Records from a data collection
====================

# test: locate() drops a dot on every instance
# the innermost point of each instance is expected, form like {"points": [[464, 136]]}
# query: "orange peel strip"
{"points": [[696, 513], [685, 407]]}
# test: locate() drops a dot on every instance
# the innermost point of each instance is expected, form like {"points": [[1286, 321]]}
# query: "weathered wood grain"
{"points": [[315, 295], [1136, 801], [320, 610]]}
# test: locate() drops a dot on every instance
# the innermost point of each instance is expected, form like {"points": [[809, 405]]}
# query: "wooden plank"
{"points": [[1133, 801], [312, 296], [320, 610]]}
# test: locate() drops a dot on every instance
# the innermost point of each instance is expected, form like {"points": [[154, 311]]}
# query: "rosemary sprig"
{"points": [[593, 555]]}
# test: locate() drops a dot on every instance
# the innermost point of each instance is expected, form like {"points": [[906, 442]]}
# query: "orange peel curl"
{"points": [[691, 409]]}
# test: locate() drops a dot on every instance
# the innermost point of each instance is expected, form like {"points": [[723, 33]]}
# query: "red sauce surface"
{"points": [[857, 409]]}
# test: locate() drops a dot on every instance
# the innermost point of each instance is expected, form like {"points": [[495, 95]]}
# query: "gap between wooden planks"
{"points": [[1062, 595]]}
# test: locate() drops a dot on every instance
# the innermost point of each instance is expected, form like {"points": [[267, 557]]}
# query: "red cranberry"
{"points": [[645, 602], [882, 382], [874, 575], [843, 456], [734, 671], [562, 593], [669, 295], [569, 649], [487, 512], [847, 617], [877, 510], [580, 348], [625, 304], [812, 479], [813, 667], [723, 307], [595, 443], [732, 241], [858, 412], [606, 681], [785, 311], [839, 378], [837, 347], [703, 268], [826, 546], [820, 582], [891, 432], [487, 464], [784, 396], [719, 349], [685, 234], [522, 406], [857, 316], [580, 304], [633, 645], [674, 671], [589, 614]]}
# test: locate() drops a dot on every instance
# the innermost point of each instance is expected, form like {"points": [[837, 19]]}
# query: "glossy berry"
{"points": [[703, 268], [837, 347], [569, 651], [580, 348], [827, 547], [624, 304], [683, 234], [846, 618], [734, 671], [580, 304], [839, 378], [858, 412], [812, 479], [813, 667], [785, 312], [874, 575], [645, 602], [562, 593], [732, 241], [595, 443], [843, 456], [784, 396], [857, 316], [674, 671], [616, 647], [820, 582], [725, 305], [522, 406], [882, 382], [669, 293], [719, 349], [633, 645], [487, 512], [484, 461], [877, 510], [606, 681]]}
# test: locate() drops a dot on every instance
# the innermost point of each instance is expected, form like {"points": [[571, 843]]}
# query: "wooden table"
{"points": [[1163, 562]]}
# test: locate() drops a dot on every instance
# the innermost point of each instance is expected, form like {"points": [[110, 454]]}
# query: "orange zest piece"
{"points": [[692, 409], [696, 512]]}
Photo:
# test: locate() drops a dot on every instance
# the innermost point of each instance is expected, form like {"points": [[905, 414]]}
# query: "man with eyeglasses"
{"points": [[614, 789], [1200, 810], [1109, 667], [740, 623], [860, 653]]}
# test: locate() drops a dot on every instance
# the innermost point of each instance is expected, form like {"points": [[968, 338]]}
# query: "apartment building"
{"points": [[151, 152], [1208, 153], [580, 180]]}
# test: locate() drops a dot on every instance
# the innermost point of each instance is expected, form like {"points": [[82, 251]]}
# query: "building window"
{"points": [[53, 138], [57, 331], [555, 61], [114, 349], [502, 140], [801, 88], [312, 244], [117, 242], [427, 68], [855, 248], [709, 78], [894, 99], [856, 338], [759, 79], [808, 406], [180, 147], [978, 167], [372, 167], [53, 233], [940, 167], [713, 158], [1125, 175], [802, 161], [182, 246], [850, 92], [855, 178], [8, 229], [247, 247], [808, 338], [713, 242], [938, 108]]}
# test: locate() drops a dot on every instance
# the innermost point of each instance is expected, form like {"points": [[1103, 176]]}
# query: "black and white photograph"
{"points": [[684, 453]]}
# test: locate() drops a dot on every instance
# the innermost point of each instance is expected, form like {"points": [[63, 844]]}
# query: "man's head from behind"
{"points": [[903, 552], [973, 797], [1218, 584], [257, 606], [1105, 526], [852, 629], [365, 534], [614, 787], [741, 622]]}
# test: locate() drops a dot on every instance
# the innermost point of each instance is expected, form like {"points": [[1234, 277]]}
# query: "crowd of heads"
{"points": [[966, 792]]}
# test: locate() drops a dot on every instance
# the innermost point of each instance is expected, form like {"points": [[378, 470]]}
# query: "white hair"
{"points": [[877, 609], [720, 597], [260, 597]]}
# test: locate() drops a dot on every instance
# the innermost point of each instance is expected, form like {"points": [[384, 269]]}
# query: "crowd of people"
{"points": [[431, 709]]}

====================

◆ Exercise goal ◆
Would you set down every entry again, exactly?

◆ Result ◆
# test: locate() drops a dot on every instance
# the innermost point of each instance is expected, form like {"points": [[464, 136]]}
# query: "orange peel strip"
{"points": [[696, 513], [685, 407]]}
# test: locate() drops a dot on every instance
# the innermost point of each instance is expected, form like {"points": [[1286, 321]]}
# query: "weathered wood grain"
{"points": [[315, 295], [1136, 801], [320, 610]]}
# test: locate() drops a dot on every instance
# the innermost point of each instance is expected, form like {"points": [[809, 405]]}
# query: "wooden plank"
{"points": [[1133, 801], [312, 296], [320, 610]]}
# test: locate() drops a dot on every instance
# the innermost point of each instance is expected, form like {"points": [[154, 311]]}
# query: "rosemary sprig"
{"points": [[593, 555]]}
# test: locate() drops a dot on every instance
# the innermost point of each instance is expected, form like {"points": [[906, 442]]}
# query: "orange peel curl"
{"points": [[691, 409]]}
# test: locate() drops a dot on every instance
# the innermost point of each instance is expected, form like {"points": [[723, 33]]}
# query: "red sauce surface"
{"points": [[857, 409]]}
# test: locate() drops a dot on every instance
# the innermost point of each instance is expected, form like {"points": [[495, 95]]}
# query: "gap between wooden planks"
{"points": [[1062, 595]]}
# test: locate() drops a dot on every instance
# the innermost point of each instance is expected, form like {"points": [[267, 557]]}
# query: "red cranberry"
{"points": [[645, 602], [882, 382], [874, 575], [843, 456], [734, 671], [562, 593], [669, 295], [569, 649], [487, 512], [847, 617], [877, 510], [580, 348], [625, 304], [812, 479], [813, 667], [723, 307], [595, 443], [732, 241], [858, 412], [606, 681], [785, 311], [839, 378], [837, 347], [703, 268], [826, 546], [820, 582], [891, 432], [487, 464], [784, 396], [719, 349], [685, 234], [522, 406], [857, 316], [580, 304], [633, 645], [674, 671], [589, 614]]}
# test: locate() drops a dot on every instance
# the innermost point of each instance is expected, form like {"points": [[837, 19]]}
# query: "glossy berry"
{"points": [[703, 268], [837, 347], [569, 651], [580, 348], [827, 547], [624, 304], [683, 234], [846, 618], [734, 671], [580, 304], [839, 378], [858, 412], [812, 479], [813, 667], [785, 312], [874, 575], [645, 602], [562, 593], [732, 241], [595, 443], [843, 456], [784, 396], [857, 316], [674, 671], [616, 647], [820, 582], [725, 305], [522, 406], [882, 382], [669, 293], [719, 349], [633, 645], [487, 512], [484, 461], [877, 510], [606, 681]]}
# test: locate() drops a dot on every instance
# the innermost point of each instance is expected, form like {"points": [[571, 843]]}
# query: "wooden table"
{"points": [[1163, 562]]}
# test: locate() drops a dot on every instance
# the innermost point of each instance is expected, form like {"points": [[110, 454]]}
# query: "orange zest piece"
{"points": [[692, 409], [696, 512]]}
Photo:
# test: locate() drops a dot on every instance
# the innermost point of each instance is expected, form like {"points": [[905, 414]]}
# query: "man with eyeglasses"
{"points": [[614, 789], [1200, 810], [1109, 667], [740, 623], [860, 653]]}
# test: locate() drops a dot on every instance
# the innermost point of each instance is expected, form like {"points": [[968, 338]]}
# query: "apartment building"
{"points": [[151, 152], [1208, 153], [580, 180]]}
# test: locate() drops a dot on every instance
# the innermost point of each instance is expected, form like {"points": [[82, 251]]}
# query: "building window"
{"points": [[53, 138], [57, 331], [555, 61], [114, 349], [502, 140], [801, 88], [312, 244], [117, 242], [427, 68], [855, 248], [709, 78], [894, 99], [856, 338], [759, 79], [808, 406], [180, 147], [978, 167], [372, 167], [53, 233], [940, 167], [713, 158], [1125, 175], [802, 161], [182, 246], [850, 92], [855, 178], [8, 229], [247, 247], [808, 338], [713, 242], [938, 108]]}
# test: locate() drops a dot on every instance
# the innermost point of each instance is expected, form like {"points": [[1103, 176]]}
# query: "black and white photograph"
{"points": [[684, 453]]}
# test: locate() drops a dot on every instance
# the innermost point of each instance is expected, form like {"points": [[63, 844]]}
# query: "man's head from behind"
{"points": [[903, 552], [973, 797], [1218, 584], [257, 606], [1105, 526], [852, 629], [365, 534], [614, 787], [741, 622]]}
# test: locate() drops a dot on every instance
# the innermost point of each instance is expected, form like {"points": [[1234, 277]]}
# query: "crowd of heads"
{"points": [[966, 792]]}
# test: locate() drops a dot on every instance
# the innermost point of each instance is expected, form like {"points": [[378, 470]]}
# query: "white hair"
{"points": [[877, 609], [720, 597], [260, 597]]}
# test: locate() drops a dot on every instance
# the innermost point of each instance is expected, form like {"points": [[384, 269]]}
# query: "crowd of people"
{"points": [[431, 709]]}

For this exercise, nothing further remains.